──────── RECORD EXCERPTS
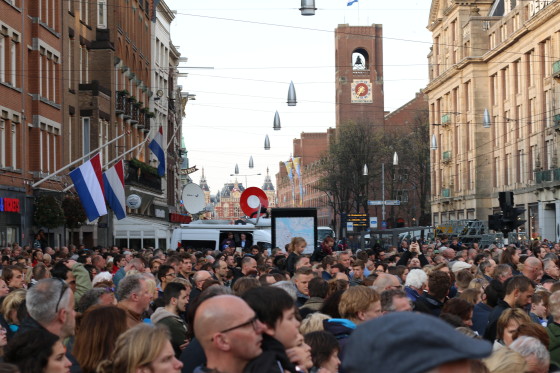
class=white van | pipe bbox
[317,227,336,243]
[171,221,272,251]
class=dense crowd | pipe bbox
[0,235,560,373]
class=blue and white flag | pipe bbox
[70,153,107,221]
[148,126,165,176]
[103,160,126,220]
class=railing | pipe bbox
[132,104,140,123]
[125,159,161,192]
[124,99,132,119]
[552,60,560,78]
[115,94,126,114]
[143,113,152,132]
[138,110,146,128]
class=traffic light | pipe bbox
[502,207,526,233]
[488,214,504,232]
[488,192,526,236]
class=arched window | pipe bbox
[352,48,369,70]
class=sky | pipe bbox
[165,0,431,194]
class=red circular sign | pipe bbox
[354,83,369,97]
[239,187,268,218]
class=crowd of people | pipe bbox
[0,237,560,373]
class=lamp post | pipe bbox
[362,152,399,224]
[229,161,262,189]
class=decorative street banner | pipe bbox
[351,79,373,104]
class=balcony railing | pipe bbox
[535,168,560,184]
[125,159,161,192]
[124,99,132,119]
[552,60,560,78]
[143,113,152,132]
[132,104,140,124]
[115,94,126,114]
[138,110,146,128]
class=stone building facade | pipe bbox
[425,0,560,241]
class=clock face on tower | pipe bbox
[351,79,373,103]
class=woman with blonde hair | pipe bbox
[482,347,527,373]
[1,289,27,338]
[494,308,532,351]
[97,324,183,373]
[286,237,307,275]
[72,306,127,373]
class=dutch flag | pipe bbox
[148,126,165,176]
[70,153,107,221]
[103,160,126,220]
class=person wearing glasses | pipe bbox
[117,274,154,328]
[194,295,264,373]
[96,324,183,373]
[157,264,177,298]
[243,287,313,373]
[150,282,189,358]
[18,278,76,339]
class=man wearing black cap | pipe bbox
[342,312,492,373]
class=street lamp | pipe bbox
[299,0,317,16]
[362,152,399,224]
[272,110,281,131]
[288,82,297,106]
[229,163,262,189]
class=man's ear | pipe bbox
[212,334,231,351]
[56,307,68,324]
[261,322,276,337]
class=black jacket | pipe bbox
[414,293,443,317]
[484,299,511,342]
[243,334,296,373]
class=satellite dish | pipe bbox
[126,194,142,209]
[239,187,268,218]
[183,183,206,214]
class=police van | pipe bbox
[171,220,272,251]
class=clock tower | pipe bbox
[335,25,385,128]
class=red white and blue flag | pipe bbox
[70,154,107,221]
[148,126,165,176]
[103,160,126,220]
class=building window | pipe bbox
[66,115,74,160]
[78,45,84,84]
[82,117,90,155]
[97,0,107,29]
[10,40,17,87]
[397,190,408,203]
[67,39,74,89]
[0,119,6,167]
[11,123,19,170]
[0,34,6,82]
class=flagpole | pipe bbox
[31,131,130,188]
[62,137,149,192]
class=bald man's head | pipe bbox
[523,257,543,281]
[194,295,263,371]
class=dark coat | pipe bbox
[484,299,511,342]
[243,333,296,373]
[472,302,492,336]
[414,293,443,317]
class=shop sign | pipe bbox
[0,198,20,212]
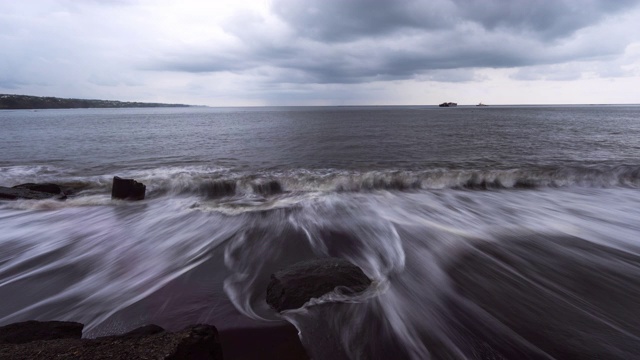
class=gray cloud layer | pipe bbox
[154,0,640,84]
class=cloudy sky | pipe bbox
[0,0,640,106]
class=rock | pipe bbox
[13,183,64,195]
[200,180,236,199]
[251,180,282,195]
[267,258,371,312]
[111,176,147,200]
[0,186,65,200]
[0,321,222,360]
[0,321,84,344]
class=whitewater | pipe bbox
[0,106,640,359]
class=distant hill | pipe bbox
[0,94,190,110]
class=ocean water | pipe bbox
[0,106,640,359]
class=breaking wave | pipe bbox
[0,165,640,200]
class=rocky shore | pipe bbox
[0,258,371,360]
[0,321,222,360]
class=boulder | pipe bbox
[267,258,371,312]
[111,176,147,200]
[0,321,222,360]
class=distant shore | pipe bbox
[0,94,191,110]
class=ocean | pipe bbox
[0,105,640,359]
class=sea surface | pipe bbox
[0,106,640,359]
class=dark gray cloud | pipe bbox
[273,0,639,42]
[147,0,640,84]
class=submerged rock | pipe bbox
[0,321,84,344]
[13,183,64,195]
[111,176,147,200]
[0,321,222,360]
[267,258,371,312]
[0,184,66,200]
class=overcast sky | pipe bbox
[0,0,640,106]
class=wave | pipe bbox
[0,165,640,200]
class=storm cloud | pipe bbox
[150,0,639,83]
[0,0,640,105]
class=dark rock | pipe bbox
────────────────
» **EXERCISE AIM**: Reproduce every one of the records above line for line, leaving out the pictures.

» **THE COMPLETED TASK**:
class=white van | pipe bbox
[317,227,336,243]
[171,221,272,251]
class=dense crowd | pipe bbox
[0,235,560,373]
class=blue and white flag | pipe bbox
[70,153,107,221]
[148,126,165,176]
[103,160,126,220]
class=railing | pipe bbox
[132,104,140,123]
[125,159,161,192]
[124,99,132,119]
[552,60,560,78]
[115,94,126,114]
[143,113,152,132]
[138,110,146,128]
class=traffic light | pipe bbox
[502,207,526,233]
[488,214,504,232]
[488,192,526,236]
class=arched window | pipe bbox
[352,48,369,70]
class=sky | pipe bbox
[165,0,431,194]
class=red circular sign | pipe bbox
[354,83,369,97]
[239,187,268,218]
class=crowd of people | pipe bbox
[0,237,560,373]
class=lamp post | pipe bbox
[362,152,399,224]
[229,161,262,189]
class=decorative street banner | pipe bbox
[351,79,373,104]
class=balcony railing | pipe bbox
[535,168,560,184]
[125,159,161,192]
[124,99,132,119]
[552,60,560,78]
[143,113,152,132]
[132,104,140,124]
[115,94,126,114]
[138,110,146,128]
class=stone building facade | pipe bbox
[425,0,560,241]
class=clock face on tower | pipe bbox
[351,79,373,103]
class=woman with blonde hair | pipe bbox
[482,347,527,373]
[1,289,27,338]
[494,308,532,351]
[97,324,183,373]
[286,237,307,275]
[72,306,127,373]
class=dutch flag | pipe bbox
[148,126,165,176]
[70,153,107,221]
[103,160,126,220]
class=person wearing glasses | pipe bbox
[117,274,154,328]
[194,295,264,373]
[96,324,183,373]
[157,264,177,298]
[243,287,313,373]
[150,282,189,358]
[18,278,76,339]
class=man wearing black cap | pipe bbox
[342,312,492,373]
class=street lamp | pipe bbox
[299,0,317,16]
[362,152,399,224]
[272,110,281,131]
[288,82,297,106]
[229,163,262,189]
class=man's ear | pipe bbox
[212,334,231,351]
[56,307,68,324]
[261,322,276,337]
class=black jacket | pipe bbox
[414,293,443,317]
[484,299,511,342]
[243,334,296,373]
class=satellite dish | pipe bbox
[126,194,142,209]
[239,187,268,218]
[183,183,206,214]
class=police van | pipe bbox
[171,220,272,251]
class=clock tower | pipe bbox
[335,25,385,128]
class=red white and blue flag | pipe bbox
[70,154,107,221]
[148,126,165,176]
[103,160,126,220]
class=building window | pipe bbox
[66,115,74,160]
[78,45,84,84]
[82,117,90,155]
[97,0,107,29]
[10,40,17,87]
[397,190,408,203]
[67,39,74,89]
[0,119,6,167]
[11,123,19,170]
[0,34,6,82]
class=flagpole | pipe bbox
[31,131,130,188]
[62,137,149,192]
class=bald man's head | pipe bbox
[523,257,543,281]
[194,295,263,371]
class=dark coat | pipe bbox
[484,299,511,342]
[243,333,296,373]
[472,302,492,336]
[414,293,443,317]
class=shop sign | pipe bbox
[0,198,20,212]
class=gray cloud layer | pipe bbox
[154,0,640,84]
class=cloudy sky | pipe bbox
[0,0,640,106]
class=rock | pipe bbox
[13,183,64,195]
[200,180,236,199]
[251,180,282,195]
[267,258,371,312]
[111,176,147,200]
[0,186,65,200]
[0,321,222,360]
[0,321,84,344]
class=whitewater | pipe bbox
[0,106,640,359]
class=distant hill | pipe bbox
[0,94,190,110]
class=ocean water | pipe bbox
[0,106,640,359]
class=breaking wave | pipe bbox
[0,165,640,200]
class=rocky shore | pipe bbox
[0,258,371,360]
[0,321,222,360]
class=boulder | pipe bbox
[267,258,371,312]
[111,176,147,200]
[0,321,222,360]
class=distant shore | pipe bbox
[0,94,191,110]
class=ocean | pipe bbox
[0,105,640,359]
class=sea surface | pipe bbox
[0,106,640,359]
class=dark gray cloud | pipe bbox
[273,0,639,42]
[147,0,640,84]
class=submerged rock | pipe bbox
[0,321,84,344]
[13,183,64,195]
[111,176,147,200]
[0,321,222,360]
[267,258,371,312]
[0,184,66,200]
class=overcast sky | pipe bbox
[0,0,640,106]
class=wave | pipe bbox
[0,165,640,200]
class=storm cloud | pipe bbox
[150,0,639,83]
[0,0,640,105]
class=dark rock | pipe bbox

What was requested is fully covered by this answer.